> Written problem:
Switch "jet engine" to "turbine engine" in the listing, from the line containing "Note: indicate every instance of the jet" through the end of the listing. Give only those lines again, with everything else left unchanged.
○ ○ ○ ○
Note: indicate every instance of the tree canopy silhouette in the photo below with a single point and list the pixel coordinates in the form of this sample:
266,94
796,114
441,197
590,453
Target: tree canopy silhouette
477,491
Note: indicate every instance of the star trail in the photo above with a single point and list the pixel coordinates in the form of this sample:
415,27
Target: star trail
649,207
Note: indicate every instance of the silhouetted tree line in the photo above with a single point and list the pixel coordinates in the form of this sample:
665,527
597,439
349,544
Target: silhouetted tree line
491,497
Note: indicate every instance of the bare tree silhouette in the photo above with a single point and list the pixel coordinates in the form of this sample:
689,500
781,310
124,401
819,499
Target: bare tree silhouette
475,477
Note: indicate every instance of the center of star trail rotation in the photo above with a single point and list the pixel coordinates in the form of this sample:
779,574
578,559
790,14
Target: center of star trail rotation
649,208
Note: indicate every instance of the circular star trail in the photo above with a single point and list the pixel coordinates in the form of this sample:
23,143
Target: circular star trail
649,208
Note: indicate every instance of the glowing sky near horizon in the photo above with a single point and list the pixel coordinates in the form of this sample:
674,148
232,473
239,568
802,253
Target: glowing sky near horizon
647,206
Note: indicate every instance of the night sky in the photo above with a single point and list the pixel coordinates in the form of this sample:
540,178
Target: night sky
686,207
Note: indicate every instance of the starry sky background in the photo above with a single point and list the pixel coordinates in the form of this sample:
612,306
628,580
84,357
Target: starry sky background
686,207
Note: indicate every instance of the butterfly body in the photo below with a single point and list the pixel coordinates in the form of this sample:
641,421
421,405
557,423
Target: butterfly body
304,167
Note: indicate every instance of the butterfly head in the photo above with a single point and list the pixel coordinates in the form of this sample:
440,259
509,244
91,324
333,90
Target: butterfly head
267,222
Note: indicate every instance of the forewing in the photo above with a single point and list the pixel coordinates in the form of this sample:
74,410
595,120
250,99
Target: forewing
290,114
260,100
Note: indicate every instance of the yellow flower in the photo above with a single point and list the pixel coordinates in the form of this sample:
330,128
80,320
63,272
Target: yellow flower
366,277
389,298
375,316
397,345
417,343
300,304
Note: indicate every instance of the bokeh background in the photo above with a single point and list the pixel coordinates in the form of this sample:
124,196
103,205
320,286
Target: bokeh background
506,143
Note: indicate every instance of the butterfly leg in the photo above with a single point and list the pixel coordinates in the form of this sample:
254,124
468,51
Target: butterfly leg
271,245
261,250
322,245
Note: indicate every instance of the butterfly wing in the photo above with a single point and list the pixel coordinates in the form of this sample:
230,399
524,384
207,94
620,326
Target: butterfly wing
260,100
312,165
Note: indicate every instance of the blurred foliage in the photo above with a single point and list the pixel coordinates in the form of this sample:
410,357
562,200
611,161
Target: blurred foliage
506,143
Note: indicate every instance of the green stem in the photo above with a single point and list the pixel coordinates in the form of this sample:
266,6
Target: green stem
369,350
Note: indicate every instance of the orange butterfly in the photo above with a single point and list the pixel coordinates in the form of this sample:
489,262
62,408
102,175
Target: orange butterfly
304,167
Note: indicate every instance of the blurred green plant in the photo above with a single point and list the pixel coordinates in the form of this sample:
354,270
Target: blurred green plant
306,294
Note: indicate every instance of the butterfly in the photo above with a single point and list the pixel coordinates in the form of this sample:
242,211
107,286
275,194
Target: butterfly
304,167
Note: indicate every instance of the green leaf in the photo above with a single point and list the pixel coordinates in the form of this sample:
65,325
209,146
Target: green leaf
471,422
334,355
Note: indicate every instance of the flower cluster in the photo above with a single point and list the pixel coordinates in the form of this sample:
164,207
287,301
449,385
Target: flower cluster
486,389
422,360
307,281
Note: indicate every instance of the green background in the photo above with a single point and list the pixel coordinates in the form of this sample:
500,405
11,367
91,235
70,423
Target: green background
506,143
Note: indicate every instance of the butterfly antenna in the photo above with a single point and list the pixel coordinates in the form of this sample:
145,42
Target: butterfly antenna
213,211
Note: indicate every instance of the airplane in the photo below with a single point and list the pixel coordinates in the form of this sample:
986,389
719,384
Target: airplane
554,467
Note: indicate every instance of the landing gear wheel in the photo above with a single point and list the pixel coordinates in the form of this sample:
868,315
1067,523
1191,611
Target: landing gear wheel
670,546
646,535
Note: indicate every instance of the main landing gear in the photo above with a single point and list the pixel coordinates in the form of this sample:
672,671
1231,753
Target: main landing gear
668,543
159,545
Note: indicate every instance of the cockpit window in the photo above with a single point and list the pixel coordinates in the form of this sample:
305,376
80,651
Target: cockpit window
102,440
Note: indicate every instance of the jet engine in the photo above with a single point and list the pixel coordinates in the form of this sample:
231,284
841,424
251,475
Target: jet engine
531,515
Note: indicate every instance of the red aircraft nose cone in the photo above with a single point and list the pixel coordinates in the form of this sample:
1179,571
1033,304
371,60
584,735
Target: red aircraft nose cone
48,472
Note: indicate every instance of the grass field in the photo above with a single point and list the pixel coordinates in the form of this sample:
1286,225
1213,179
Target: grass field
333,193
○ ○ ○ ○
> Full solution:
Note: indicate every instance of the turbine engine in the photo above with a single point and list the pixel coordinates in the form of this sample:
231,284
841,424
251,475
Target: turbine engine
531,515
Note: indicate every instance of the red aircraft nose cone in the photo above with a single point and list the pixel coordinates in the form of this sample:
1179,571
1033,304
371,60
584,735
Target: red aircraft nose cone
48,472
Note: indicate every instance of the grass field in the photo above with a single point and list the pixel coordinates in the form of this sample:
1286,225
1213,179
Target: grass field
333,193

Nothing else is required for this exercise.